**WHAT YOU WILL DO**
Return the lines below word for word, starting at the line that contains "it: point(52, 56)." and continuing through the last line of the entries.

Coordinate labeling data
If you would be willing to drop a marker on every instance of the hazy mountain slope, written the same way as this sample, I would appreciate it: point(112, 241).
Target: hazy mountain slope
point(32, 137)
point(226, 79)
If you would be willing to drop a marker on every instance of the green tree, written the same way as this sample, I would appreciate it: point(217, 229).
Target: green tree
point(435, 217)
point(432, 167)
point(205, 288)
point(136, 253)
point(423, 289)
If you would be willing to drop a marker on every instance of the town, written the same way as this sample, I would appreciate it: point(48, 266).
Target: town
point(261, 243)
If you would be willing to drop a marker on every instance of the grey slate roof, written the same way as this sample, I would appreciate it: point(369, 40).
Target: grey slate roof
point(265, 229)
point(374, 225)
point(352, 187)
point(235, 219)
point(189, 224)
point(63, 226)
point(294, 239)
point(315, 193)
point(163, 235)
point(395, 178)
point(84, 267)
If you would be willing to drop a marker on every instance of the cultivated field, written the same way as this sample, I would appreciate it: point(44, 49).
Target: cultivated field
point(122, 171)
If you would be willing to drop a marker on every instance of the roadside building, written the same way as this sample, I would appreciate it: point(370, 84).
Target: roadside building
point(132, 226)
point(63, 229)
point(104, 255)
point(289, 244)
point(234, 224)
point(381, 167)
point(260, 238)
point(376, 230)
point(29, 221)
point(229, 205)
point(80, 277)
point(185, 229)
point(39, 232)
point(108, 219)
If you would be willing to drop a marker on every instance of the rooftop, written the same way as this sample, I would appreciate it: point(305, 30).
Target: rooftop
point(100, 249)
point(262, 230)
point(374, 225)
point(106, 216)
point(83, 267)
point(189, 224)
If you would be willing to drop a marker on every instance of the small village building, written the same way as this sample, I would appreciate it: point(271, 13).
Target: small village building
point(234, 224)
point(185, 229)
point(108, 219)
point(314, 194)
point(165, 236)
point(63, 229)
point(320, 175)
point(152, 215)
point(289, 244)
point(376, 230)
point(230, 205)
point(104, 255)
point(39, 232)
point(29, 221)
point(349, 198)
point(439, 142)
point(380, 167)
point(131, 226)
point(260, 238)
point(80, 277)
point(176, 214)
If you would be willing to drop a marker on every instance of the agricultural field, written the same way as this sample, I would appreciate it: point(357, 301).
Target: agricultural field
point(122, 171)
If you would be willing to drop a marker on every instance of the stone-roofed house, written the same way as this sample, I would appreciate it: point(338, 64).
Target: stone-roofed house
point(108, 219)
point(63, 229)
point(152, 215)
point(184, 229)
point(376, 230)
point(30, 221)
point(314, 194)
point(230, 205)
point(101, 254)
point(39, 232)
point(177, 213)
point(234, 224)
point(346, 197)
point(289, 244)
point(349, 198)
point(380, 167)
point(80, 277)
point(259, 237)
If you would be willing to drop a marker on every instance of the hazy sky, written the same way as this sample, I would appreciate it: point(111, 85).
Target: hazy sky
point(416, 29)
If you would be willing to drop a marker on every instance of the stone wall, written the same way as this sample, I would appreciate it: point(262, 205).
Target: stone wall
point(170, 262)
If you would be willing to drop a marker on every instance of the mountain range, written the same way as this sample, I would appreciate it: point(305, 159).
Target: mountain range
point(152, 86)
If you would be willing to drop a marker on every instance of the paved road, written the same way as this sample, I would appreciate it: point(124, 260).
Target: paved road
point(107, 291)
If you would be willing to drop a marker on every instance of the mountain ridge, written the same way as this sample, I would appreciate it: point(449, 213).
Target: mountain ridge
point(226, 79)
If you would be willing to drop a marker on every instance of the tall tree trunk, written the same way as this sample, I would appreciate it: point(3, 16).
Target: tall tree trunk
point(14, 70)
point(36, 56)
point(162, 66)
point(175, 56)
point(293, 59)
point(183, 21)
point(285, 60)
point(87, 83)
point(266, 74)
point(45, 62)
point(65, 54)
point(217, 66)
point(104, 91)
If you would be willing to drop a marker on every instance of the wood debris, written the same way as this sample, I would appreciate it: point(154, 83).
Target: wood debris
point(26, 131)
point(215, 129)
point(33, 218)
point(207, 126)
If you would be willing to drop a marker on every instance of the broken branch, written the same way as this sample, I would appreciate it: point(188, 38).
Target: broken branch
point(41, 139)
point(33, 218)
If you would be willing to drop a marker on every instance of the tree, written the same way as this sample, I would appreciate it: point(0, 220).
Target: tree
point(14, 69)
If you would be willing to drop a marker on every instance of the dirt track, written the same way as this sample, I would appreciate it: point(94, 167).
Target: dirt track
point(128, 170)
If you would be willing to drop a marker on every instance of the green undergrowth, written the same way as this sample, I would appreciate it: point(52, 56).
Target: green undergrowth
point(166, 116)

**EXERCISE ANSWER**
If you would be willing to drop a marker on every instance of the green undergrowth, written the same way as this sample, I would appreciate it: point(52, 56).
Target: green undergrowth
point(166, 116)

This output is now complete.